[Task goal]:
Count the lines below that contain the word "trace", and reply with the number alone.

── Provided entries ──

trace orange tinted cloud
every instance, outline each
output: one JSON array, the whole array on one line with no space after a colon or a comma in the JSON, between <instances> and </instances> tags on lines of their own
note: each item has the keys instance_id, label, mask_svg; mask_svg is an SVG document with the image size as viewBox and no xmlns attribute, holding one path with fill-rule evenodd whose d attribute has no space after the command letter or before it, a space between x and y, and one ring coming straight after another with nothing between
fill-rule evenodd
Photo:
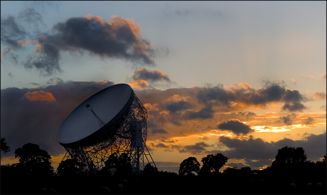
<instances>
[{"instance_id":1,"label":"orange tinted cloud","mask_svg":"<svg viewBox=\"0 0 327 195\"><path fill-rule=\"evenodd\" d=\"M134 89L143 89L149 86L149 84L145 80L136 80L134 82L129 82L128 84L130 85L132 88Z\"/></svg>"},{"instance_id":2,"label":"orange tinted cloud","mask_svg":"<svg viewBox=\"0 0 327 195\"><path fill-rule=\"evenodd\" d=\"M56 99L50 92L44 92L42 90L35 91L32 92L30 91L25 93L23 98L27 98L31 101L46 101L55 102Z\"/></svg>"}]
</instances>

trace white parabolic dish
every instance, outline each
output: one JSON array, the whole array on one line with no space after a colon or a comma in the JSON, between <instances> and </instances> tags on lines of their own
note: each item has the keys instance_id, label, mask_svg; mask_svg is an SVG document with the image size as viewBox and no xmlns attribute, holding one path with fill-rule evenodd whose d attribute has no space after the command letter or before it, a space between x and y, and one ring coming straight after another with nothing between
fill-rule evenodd
<instances>
[{"instance_id":1,"label":"white parabolic dish","mask_svg":"<svg viewBox=\"0 0 327 195\"><path fill-rule=\"evenodd\" d=\"M83 145L111 127L130 108L134 91L126 84L107 87L80 104L65 119L57 140L62 145ZM97 118L86 107L89 104L98 116L106 124L100 128Z\"/></svg>"}]
</instances>

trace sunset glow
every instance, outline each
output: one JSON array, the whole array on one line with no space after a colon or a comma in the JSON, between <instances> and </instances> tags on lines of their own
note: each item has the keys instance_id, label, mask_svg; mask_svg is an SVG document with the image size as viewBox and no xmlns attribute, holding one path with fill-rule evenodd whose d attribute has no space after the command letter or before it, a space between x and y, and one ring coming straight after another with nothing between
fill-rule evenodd
<instances>
[{"instance_id":1,"label":"sunset glow","mask_svg":"<svg viewBox=\"0 0 327 195\"><path fill-rule=\"evenodd\" d=\"M217 153L229 158L221 171L262 169L286 145L320 160L325 7L309 1L2 1L1 137L11 151L2 152L1 164L18 163L15 149L33 143L56 169L66 153L56 139L65 119L121 83L147 110L146 144L159 170L177 173L189 157L201 162Z\"/></svg>"}]
</instances>

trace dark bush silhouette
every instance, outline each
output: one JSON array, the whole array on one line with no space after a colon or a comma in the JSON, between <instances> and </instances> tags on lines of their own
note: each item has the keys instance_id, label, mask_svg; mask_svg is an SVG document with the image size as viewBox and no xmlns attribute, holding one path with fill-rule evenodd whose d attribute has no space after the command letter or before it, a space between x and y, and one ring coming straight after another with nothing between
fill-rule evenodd
<instances>
[{"instance_id":1,"label":"dark bush silhouette","mask_svg":"<svg viewBox=\"0 0 327 195\"><path fill-rule=\"evenodd\" d=\"M157 176L159 175L159 171L157 167L151 165L150 163L148 163L144 166L143 175L145 177Z\"/></svg>"},{"instance_id":2,"label":"dark bush silhouette","mask_svg":"<svg viewBox=\"0 0 327 195\"><path fill-rule=\"evenodd\" d=\"M127 154L123 154L120 156L116 153L111 154L105 162L105 165L102 172L109 173L111 175L130 175L133 170L131 159Z\"/></svg>"},{"instance_id":3,"label":"dark bush silhouette","mask_svg":"<svg viewBox=\"0 0 327 195\"><path fill-rule=\"evenodd\" d=\"M219 169L222 168L229 159L221 153L216 155L208 154L202 158L201 161L203 163L201 168L199 175L206 175L211 174L219 173Z\"/></svg>"},{"instance_id":4,"label":"dark bush silhouette","mask_svg":"<svg viewBox=\"0 0 327 195\"><path fill-rule=\"evenodd\" d=\"M200 170L200 163L195 157L189 157L179 165L178 174L182 175L189 175L194 174L193 172L198 173Z\"/></svg>"},{"instance_id":5,"label":"dark bush silhouette","mask_svg":"<svg viewBox=\"0 0 327 195\"><path fill-rule=\"evenodd\" d=\"M57 168L57 174L61 176L74 176L78 174L78 165L74 159L61 161Z\"/></svg>"},{"instance_id":6,"label":"dark bush silhouette","mask_svg":"<svg viewBox=\"0 0 327 195\"><path fill-rule=\"evenodd\" d=\"M35 175L53 174L54 168L50 161L51 157L37 144L28 143L21 148L18 148L15 150L15 158L19 159L19 166L24 167L27 173Z\"/></svg>"},{"instance_id":7,"label":"dark bush silhouette","mask_svg":"<svg viewBox=\"0 0 327 195\"><path fill-rule=\"evenodd\" d=\"M303 148L285 147L278 149L272 166L288 163L301 163L307 160L307 154Z\"/></svg>"},{"instance_id":8,"label":"dark bush silhouette","mask_svg":"<svg viewBox=\"0 0 327 195\"><path fill-rule=\"evenodd\" d=\"M5 141L6 138L1 138L1 151L6 153L10 151L10 147L7 145L7 143Z\"/></svg>"}]
</instances>

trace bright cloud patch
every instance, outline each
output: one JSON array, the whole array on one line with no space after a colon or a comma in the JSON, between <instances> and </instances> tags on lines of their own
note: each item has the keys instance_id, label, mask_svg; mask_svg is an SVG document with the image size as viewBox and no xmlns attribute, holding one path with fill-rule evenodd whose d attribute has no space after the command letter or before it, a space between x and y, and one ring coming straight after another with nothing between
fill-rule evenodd
<instances>
[{"instance_id":1,"label":"bright cloud patch","mask_svg":"<svg viewBox=\"0 0 327 195\"><path fill-rule=\"evenodd\" d=\"M27 98L31 101L46 101L55 102L56 99L50 92L44 92L42 90L35 91L32 92L30 91L25 93L24 98Z\"/></svg>"}]
</instances>

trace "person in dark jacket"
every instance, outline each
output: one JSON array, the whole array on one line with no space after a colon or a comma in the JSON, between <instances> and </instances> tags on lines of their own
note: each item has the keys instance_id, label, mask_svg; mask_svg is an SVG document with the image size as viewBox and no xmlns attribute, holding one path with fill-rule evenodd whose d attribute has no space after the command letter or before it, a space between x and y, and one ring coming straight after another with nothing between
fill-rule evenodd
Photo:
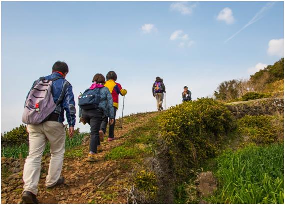
<instances>
[{"instance_id":1,"label":"person in dark jacket","mask_svg":"<svg viewBox=\"0 0 285 205\"><path fill-rule=\"evenodd\" d=\"M184 86L183 88L184 90L182 92L182 102L191 101L191 92L188 90L187 86Z\"/></svg>"},{"instance_id":2,"label":"person in dark jacket","mask_svg":"<svg viewBox=\"0 0 285 205\"><path fill-rule=\"evenodd\" d=\"M57 61L52 66L52 73L44 77L46 80L58 78L52 82L52 97L57 105L54 111L46 121L38 125L29 124L29 155L24 166L23 181L24 191L22 199L24 204L38 204L36 196L40 175L41 156L48 141L50 143L50 162L45 181L46 187L53 187L63 183L64 178L61 176L63 163L65 144L65 131L62 122L64 112L69 125L69 137L72 137L75 125L75 103L72 86L65 79L68 66L64 62ZM36 80L31 88L40 80Z\"/></svg>"},{"instance_id":3,"label":"person in dark jacket","mask_svg":"<svg viewBox=\"0 0 285 205\"><path fill-rule=\"evenodd\" d=\"M156 107L159 111L163 110L162 107L163 93L165 92L165 86L163 83L163 79L157 77L152 86L152 95L156 99Z\"/></svg>"},{"instance_id":4,"label":"person in dark jacket","mask_svg":"<svg viewBox=\"0 0 285 205\"><path fill-rule=\"evenodd\" d=\"M110 119L110 125L112 125L114 123L115 114L112 95L108 88L103 85L105 77L100 73L97 73L94 75L92 82L93 83L89 89L100 89L100 103L96 109L82 109L82 118L90 126L91 139L87 160L94 162L96 161L96 153L100 146L99 131L103 117L107 116ZM81 117L81 109L80 110L79 117Z\"/></svg>"}]
</instances>

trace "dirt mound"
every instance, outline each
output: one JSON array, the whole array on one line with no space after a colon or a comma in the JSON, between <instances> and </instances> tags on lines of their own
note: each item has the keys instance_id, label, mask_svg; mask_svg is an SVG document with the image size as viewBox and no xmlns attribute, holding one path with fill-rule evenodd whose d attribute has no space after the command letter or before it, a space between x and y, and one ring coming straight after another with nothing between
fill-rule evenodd
<instances>
[{"instance_id":1,"label":"dirt mound","mask_svg":"<svg viewBox=\"0 0 285 205\"><path fill-rule=\"evenodd\" d=\"M197 190L201 197L208 197L214 193L217 188L217 180L212 172L200 173L197 180Z\"/></svg>"},{"instance_id":2,"label":"dirt mound","mask_svg":"<svg viewBox=\"0 0 285 205\"><path fill-rule=\"evenodd\" d=\"M45 180L50 157L43 157L41 176L38 185L38 199L41 204L126 204L124 189L132 171L122 164L124 161L108 160L106 155L112 149L121 145L127 138L123 137L134 128L141 126L158 112L138 114L135 120L124 120L123 129L116 129L118 139L102 143L103 151L98 153L95 163L86 161L89 152L89 141L86 138L82 145L83 156L65 158L62 175L65 178L64 185L53 189L46 189ZM125 160L125 164L130 162ZM24 160L1 158L1 204L21 203L23 183L21 180Z\"/></svg>"}]
</instances>

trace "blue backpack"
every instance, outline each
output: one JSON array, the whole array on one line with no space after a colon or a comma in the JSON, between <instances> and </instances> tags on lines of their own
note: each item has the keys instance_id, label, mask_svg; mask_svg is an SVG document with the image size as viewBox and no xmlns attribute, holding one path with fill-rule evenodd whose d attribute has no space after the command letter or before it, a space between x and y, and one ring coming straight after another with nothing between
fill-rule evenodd
<instances>
[{"instance_id":1,"label":"blue backpack","mask_svg":"<svg viewBox=\"0 0 285 205\"><path fill-rule=\"evenodd\" d=\"M154 91L155 93L162 92L162 86L161 86L161 83L160 83L160 82L155 82L155 84L154 85Z\"/></svg>"},{"instance_id":2,"label":"blue backpack","mask_svg":"<svg viewBox=\"0 0 285 205\"><path fill-rule=\"evenodd\" d=\"M96 109L100 103L100 88L87 89L78 97L78 105L83 110Z\"/></svg>"}]
</instances>

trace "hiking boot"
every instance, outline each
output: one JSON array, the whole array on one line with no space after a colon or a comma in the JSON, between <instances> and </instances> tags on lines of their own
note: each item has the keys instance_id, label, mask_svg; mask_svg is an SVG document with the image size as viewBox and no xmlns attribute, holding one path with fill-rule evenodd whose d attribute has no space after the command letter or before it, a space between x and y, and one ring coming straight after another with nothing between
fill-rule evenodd
<instances>
[{"instance_id":1,"label":"hiking boot","mask_svg":"<svg viewBox=\"0 0 285 205\"><path fill-rule=\"evenodd\" d=\"M23 193L22 200L24 202L24 204L38 204L38 201L36 199L35 195L27 191L25 191Z\"/></svg>"},{"instance_id":2,"label":"hiking boot","mask_svg":"<svg viewBox=\"0 0 285 205\"><path fill-rule=\"evenodd\" d=\"M103 151L102 149L102 147L101 147L101 145L98 145L97 146L97 152L99 153L99 152L101 152Z\"/></svg>"},{"instance_id":3,"label":"hiking boot","mask_svg":"<svg viewBox=\"0 0 285 205\"><path fill-rule=\"evenodd\" d=\"M96 154L90 153L88 154L87 161L91 162L95 162L96 161Z\"/></svg>"},{"instance_id":4,"label":"hiking boot","mask_svg":"<svg viewBox=\"0 0 285 205\"><path fill-rule=\"evenodd\" d=\"M100 142L104 141L104 132L102 130L100 130L99 131L99 138L100 139Z\"/></svg>"},{"instance_id":5,"label":"hiking boot","mask_svg":"<svg viewBox=\"0 0 285 205\"><path fill-rule=\"evenodd\" d=\"M113 140L115 140L116 139L117 139L117 138L116 138L115 137L108 137L108 142L111 142L111 141L112 141Z\"/></svg>"},{"instance_id":6,"label":"hiking boot","mask_svg":"<svg viewBox=\"0 0 285 205\"><path fill-rule=\"evenodd\" d=\"M57 186L62 185L64 183L64 178L63 177L62 177L62 176L61 176L60 177L59 177L59 179L58 179L58 180L57 180L57 182L56 182L56 184L55 184L53 186L52 186L51 187L46 187L46 188L53 188L54 187L56 187Z\"/></svg>"}]
</instances>

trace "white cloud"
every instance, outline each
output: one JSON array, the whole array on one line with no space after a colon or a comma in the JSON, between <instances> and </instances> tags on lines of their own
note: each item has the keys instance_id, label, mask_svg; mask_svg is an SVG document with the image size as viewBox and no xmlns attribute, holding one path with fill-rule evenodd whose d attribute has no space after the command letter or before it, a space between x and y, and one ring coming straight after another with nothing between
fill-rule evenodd
<instances>
[{"instance_id":1,"label":"white cloud","mask_svg":"<svg viewBox=\"0 0 285 205\"><path fill-rule=\"evenodd\" d=\"M243 27L239 31L238 31L237 32L236 32L236 33L235 33L234 35L232 35L231 37L230 37L227 40L226 40L224 41L224 42L226 43L227 42L229 41L230 40L231 40L232 38L233 38L234 37L235 37L238 34L239 34L241 31L242 31L243 30L244 30L247 27L252 24L253 23L255 23L256 21L257 21L258 20L259 20L259 19L262 18L263 17L263 14L264 14L264 12L265 11L266 11L267 10L268 10L269 9L270 9L270 8L271 8L271 7L272 7L272 6L273 5L274 5L275 3L275 2L274 2L274 1L270 2L269 3L267 3L266 4L266 5L265 5L264 6L263 6L261 8L261 9L260 9L257 13L256 13L255 15L251 19L251 20L250 20L248 22L248 23L247 23L246 25L245 25L244 26L244 27Z\"/></svg>"},{"instance_id":2,"label":"white cloud","mask_svg":"<svg viewBox=\"0 0 285 205\"><path fill-rule=\"evenodd\" d=\"M196 7L197 4L188 5L187 1L178 2L170 4L170 9L180 12L183 15L190 14L193 12L194 8Z\"/></svg>"},{"instance_id":3,"label":"white cloud","mask_svg":"<svg viewBox=\"0 0 285 205\"><path fill-rule=\"evenodd\" d=\"M217 20L224 21L228 24L233 23L235 22L235 18L233 15L232 9L228 7L224 8L219 13Z\"/></svg>"},{"instance_id":4,"label":"white cloud","mask_svg":"<svg viewBox=\"0 0 285 205\"><path fill-rule=\"evenodd\" d=\"M254 74L260 70L267 67L268 65L262 63L258 63L254 67L251 67L248 69L248 72L250 74Z\"/></svg>"},{"instance_id":5,"label":"white cloud","mask_svg":"<svg viewBox=\"0 0 285 205\"><path fill-rule=\"evenodd\" d=\"M284 56L284 38L270 40L268 43L267 53L269 55Z\"/></svg>"},{"instance_id":6,"label":"white cloud","mask_svg":"<svg viewBox=\"0 0 285 205\"><path fill-rule=\"evenodd\" d=\"M189 41L189 42L188 42L188 44L187 45L187 46L188 47L190 47L193 44L194 44L194 41L193 40L190 40Z\"/></svg>"},{"instance_id":7,"label":"white cloud","mask_svg":"<svg viewBox=\"0 0 285 205\"><path fill-rule=\"evenodd\" d=\"M176 40L179 38L182 38L183 35L183 31L182 30L177 30L172 33L170 35L170 40Z\"/></svg>"},{"instance_id":8,"label":"white cloud","mask_svg":"<svg viewBox=\"0 0 285 205\"><path fill-rule=\"evenodd\" d=\"M154 24L151 23L145 23L142 25L141 29L144 33L150 33L152 31L157 31L157 29Z\"/></svg>"},{"instance_id":9,"label":"white cloud","mask_svg":"<svg viewBox=\"0 0 285 205\"><path fill-rule=\"evenodd\" d=\"M184 33L182 30L177 30L173 32L170 35L169 39L171 40L177 39L182 40L178 44L178 46L180 48L184 48L186 46L190 47L194 42L193 40L189 40L188 34Z\"/></svg>"}]
</instances>

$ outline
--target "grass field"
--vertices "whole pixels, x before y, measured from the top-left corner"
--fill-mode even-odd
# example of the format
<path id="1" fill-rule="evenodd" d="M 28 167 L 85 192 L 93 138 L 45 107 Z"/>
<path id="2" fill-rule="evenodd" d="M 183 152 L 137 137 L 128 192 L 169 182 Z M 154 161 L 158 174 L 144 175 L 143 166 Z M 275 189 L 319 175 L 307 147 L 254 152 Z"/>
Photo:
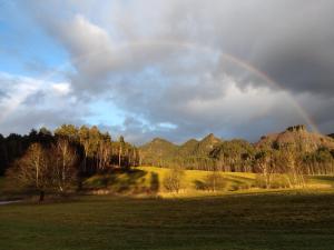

───

[Task response]:
10